— start TEXT PASSAGE —

All About Timing Chains - Engine Builder Magazine

All About Timing Chains

If you’re building late-model dual overhead cam (DOHC) engines, you’ve probably noticed that a chain rather than a belt drives the camshaft. But why is this the case when chains are more expensive to produce?

The relationship between the cam(s) and the crankshaft is like a marriage. You might say they are heavily dependent on each other for their survival because any slip-up and their union could end in catastrophe. 

If you’re building late-model dual overhead cam (DOHC) engines, you’ve probably noticed that a chain rather than a belt drives the camshaft. But why is this the case when chains are more expensive to produce? 

Cale Risinger from Melling Engine Parts believes it is due to the complexity of the newer, primarily V-style engines. “Most are DOHC, and many have an idler sprocket that transfers the crankshaft rotation to the two chains that drive the cams. I cannot imagine the amount of packaging space required to do this with belts. I’m not sure if the carbon footprint might also come into play, either in belt production or the waste of throwing the belt away every 50k. I would also think a vehicle that does not require an expensive service, such as a timing belt replacement every 50k, would be more appealing to customers.”

While timing belts have been steadily giving way to chains due to their longer service life, belt manufacturers have made strides to improve their belt life to more than 100,000 miles, in some cases. Even though belts will not last as long as a chain, they are quieter, create less friction, and often easier to line up with the cam and crank locked down.

— end TEXT PASSAGE —
— start DATASET EXTRACT —

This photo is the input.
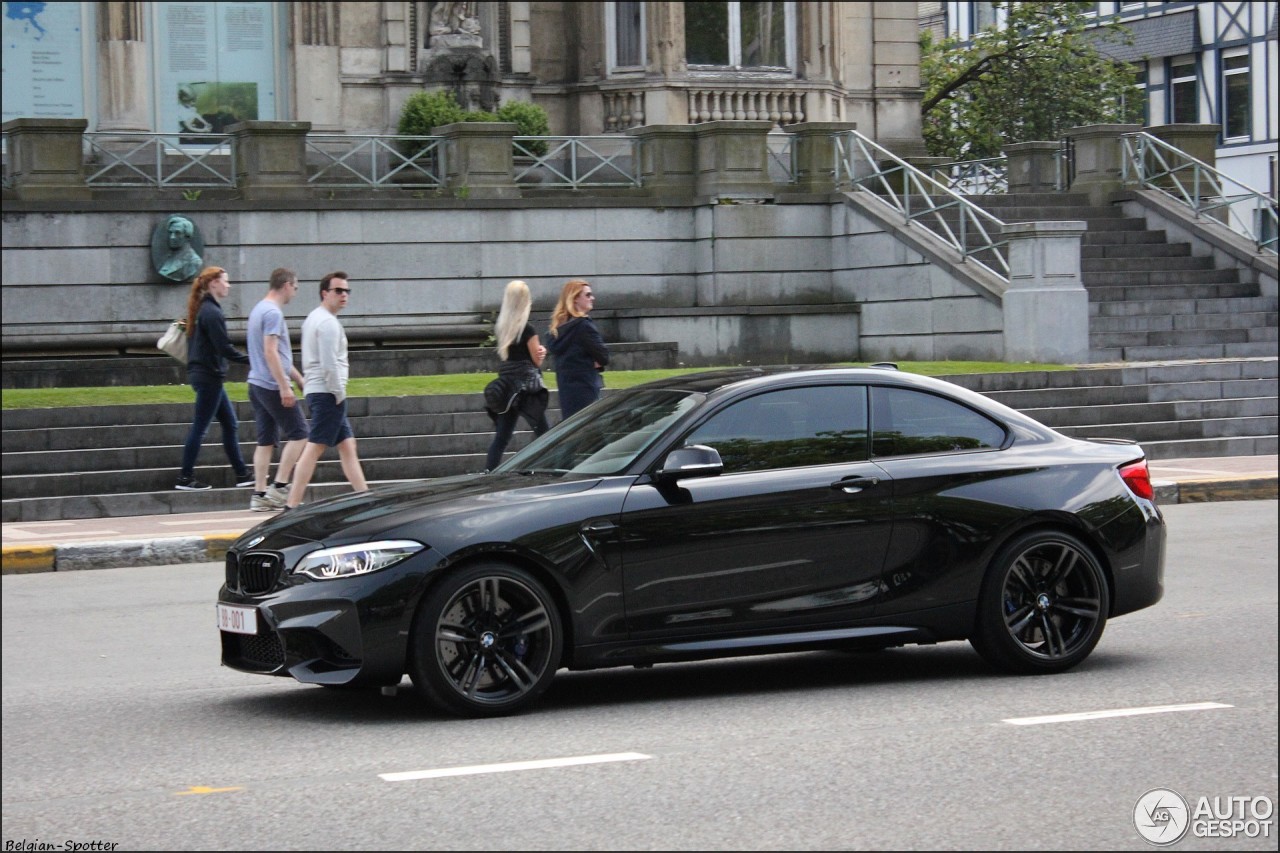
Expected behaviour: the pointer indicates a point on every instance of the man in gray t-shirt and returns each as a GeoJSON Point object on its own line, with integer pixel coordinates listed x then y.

— end DATASET EXTRACT —

WHAT YOU WILL DO:
a) In the timing chains article, what service life have belt manufacturers reached in some cases?
b) Please resume the timing chains article from its final sentence.
The data isn't needed for this.

RESULTS:
a) More than 100,000 miles.

b)
“In most cases, if the engine is properly maintained, service intervals would be the main advantage to a chain over a belt,” says Risinger. “The chain is also, for lack of a better word, more durable. Thinking back to the days of timing belts, if the front crank seal leaked on an engine to the point of coating the belt, you would most likely find the belt nearly shredded when inspecting it due to the oil saturation. On a chain-driven timing set, you simply change the crank seal, clean up the mess from the oil leak and move on.”

Because modern vehicles use so many electronics to control the engine with crank and camshaft timing sensors, engine builders and technicians need to make sure the alignment of the timing chain is “dead-on” or, as some say, “dead-nuts.” The cam gear cannot be off by even a tooth, or the engine may set off an engine code or worse. The cam and crank must correlate to within a certain number of degrees set by the ECU, which could be less than 8 degrees in some vehicles. If the engine also has variable valve timing, it’s a little more challenging to be sure the cam is where it is supposed to be since the gear can move around on its axis and throw things off. 

While OE timing components are available from the dealer and other channels, aftermarket suppliers such as Cloyes and Melling offer improved products for specific applications with known timing chain issues. 

Risinger says one example would be the timing chain tensioners for the 5.4L modular V8 Ford engines. “The OE tensioners are plastic and have an integral seal. Over time the plastic breaks down and fractures which leads to seal failure, and ultimately timing failure. We have developed cast iron tensioners for these engines that don’t require a gasket. We have also incorporated a ratcheting mechanism that eliminates the possibility of a slack tensioner on startup due to oil bleed down.”

Slack in the system can cause the chain to ride up the sprocket and stretch or break it. Timing systems use hydraulic chain tensioners that are operated by using engine oil and oil pressure. Because of this, specific timing chain tensioner designs can present issues. The timing chain tensioner is essentially the heart of the timing system and is often overlooked. If proper tension isn’t maintained, the system will fail.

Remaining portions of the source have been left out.